Records shown.
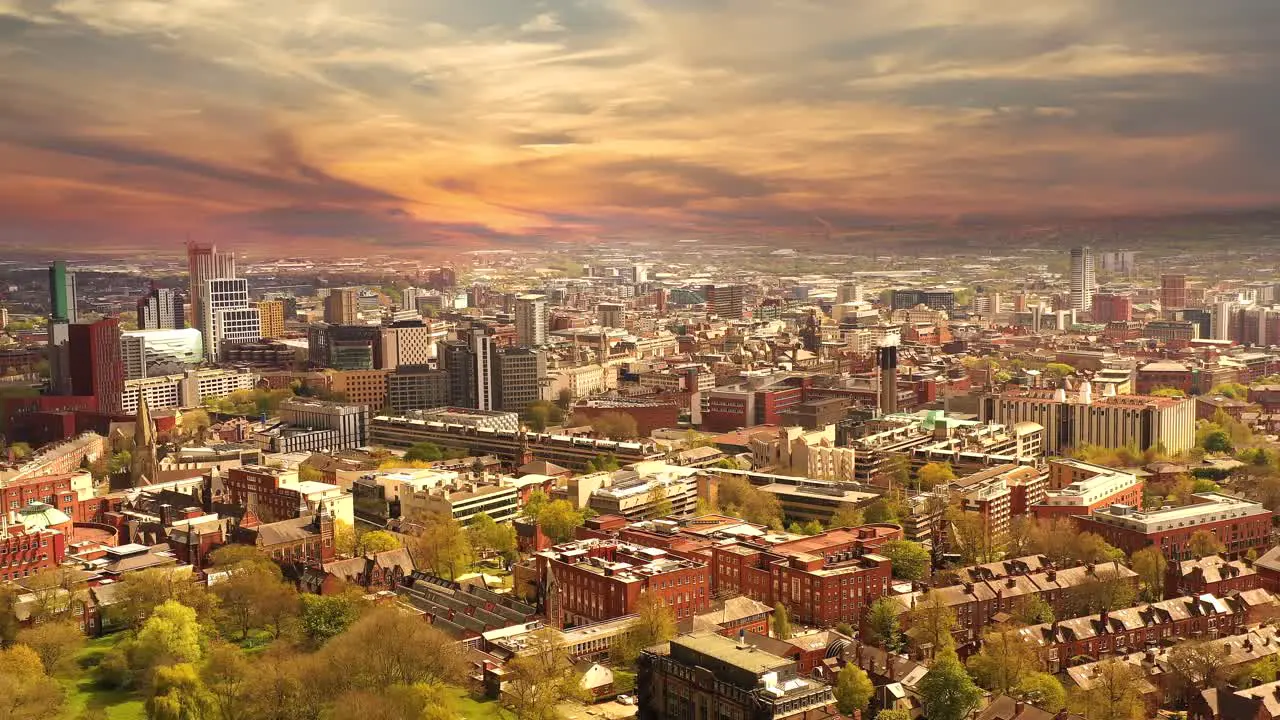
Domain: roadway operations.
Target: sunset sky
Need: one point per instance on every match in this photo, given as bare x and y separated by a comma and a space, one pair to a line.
412, 122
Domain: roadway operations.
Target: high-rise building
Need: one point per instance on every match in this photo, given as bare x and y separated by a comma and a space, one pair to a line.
205, 263
1084, 281
272, 318
96, 368
342, 306
611, 314
1173, 292
161, 309
725, 300
228, 314
531, 319
62, 294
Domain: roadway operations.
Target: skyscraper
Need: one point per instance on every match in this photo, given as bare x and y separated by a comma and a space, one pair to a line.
341, 306
161, 309
95, 363
228, 314
1084, 281
531, 319
205, 263
62, 294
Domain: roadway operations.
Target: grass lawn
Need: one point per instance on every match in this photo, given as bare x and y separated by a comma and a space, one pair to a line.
472, 709
83, 693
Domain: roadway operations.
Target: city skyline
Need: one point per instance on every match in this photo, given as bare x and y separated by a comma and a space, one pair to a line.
434, 123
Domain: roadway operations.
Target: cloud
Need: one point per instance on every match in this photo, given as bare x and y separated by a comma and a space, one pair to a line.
515, 119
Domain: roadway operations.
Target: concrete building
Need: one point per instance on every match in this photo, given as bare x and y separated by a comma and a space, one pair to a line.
1078, 419
145, 352
1083, 279
1238, 524
709, 675
531, 319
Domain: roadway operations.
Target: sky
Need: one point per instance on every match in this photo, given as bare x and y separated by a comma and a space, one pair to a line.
443, 122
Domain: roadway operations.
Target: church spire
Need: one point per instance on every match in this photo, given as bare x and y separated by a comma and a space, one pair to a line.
142, 463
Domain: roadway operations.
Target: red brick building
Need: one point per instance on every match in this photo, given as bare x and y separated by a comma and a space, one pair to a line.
597, 579
824, 579
1239, 525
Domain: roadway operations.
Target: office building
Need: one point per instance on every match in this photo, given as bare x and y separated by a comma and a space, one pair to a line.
341, 308
154, 351
1173, 292
161, 309
611, 314
1079, 419
726, 301
205, 263
520, 373
410, 342
416, 388
531, 319
707, 675
1238, 524
1083, 278
270, 319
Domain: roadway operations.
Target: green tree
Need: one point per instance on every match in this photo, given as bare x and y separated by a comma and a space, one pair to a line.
1005, 659
910, 560
854, 689
1041, 689
324, 616
178, 695
1115, 693
931, 623
883, 628
933, 474
1205, 543
781, 621
1151, 565
946, 691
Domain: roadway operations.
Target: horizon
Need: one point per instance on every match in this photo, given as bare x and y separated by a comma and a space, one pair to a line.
435, 127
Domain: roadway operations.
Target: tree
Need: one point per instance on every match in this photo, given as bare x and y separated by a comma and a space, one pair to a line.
26, 691
169, 637
1198, 664
227, 679
854, 689
1151, 565
910, 560
1217, 441
781, 621
848, 516
931, 623
1034, 610
882, 625
56, 643
440, 543
540, 678
1005, 659
558, 520
1041, 689
1205, 543
324, 616
946, 691
1115, 693
375, 541
654, 624
178, 695
424, 451
362, 657
933, 474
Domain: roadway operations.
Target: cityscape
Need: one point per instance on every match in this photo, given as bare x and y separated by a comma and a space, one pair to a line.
639, 359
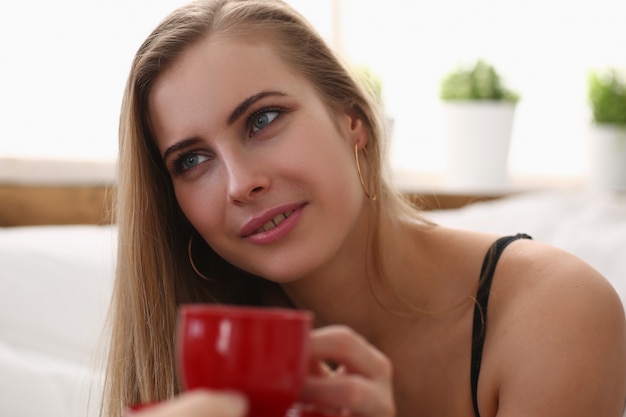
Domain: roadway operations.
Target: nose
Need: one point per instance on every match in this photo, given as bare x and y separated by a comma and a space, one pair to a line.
246, 179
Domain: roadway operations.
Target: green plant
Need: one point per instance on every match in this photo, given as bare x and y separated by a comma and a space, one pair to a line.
606, 91
478, 82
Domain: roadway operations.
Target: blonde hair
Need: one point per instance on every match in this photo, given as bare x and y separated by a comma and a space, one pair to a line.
153, 274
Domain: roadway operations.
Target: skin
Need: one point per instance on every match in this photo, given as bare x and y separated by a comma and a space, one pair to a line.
556, 342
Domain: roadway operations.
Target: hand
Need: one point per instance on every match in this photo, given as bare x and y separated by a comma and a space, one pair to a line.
197, 403
361, 384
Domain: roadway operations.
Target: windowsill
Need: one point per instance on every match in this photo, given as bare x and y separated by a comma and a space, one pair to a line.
18, 171
434, 183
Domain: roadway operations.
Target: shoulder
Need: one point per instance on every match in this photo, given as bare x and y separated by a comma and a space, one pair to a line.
556, 335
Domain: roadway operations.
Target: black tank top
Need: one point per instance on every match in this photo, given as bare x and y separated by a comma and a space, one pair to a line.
479, 329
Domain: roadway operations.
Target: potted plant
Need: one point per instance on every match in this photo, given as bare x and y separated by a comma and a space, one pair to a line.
606, 89
373, 84
478, 114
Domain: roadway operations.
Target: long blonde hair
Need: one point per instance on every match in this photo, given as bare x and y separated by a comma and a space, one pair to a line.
153, 274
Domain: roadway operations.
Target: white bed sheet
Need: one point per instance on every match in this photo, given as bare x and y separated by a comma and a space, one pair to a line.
55, 285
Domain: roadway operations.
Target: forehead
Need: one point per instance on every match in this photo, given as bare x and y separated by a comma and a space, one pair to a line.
221, 68
211, 78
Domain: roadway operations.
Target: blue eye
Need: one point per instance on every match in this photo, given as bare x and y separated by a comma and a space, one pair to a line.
262, 119
189, 161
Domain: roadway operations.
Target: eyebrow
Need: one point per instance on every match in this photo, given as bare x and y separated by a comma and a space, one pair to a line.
234, 115
180, 145
241, 108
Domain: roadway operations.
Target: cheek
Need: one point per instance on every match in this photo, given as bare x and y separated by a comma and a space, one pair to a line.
200, 208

The problem. For the listing above, print only the lines starting at the line containing "Target: hand" and ending at the line containing "Target: long blonde hair", exactly, both included.

Solved exercise.
Target: hand
Need: one point per instance on every match in this photo, given as bare x and y separated by a comma and a space, one pair to a line.
197, 403
361, 384
Domain: roadway operations.
Target: windowsill
Need: one point per instance on every match in this photo, given as bare x and y separated by a comma and a space, one pair to a line.
18, 171
434, 183
Domain: roadway operations.
Target: shoulder
Need: one point per instance on every match in this photo, given as bare x and y separated by a comma and a space, one pair to a line.
556, 335
Domain: roadway operations.
Target: black tank top
Need: one point per instance on every match in this photo, given as bare x and y separated by a comma and a space, one pair to a line.
479, 329
Domain: roadway operations.
Target: potted plant
Need: one point per instance on every match in this photo, given as bare x and y separated by a comma and a space, one pair to a line.
606, 89
373, 84
478, 114
Domain: roadway operations.
Target: long blonde hair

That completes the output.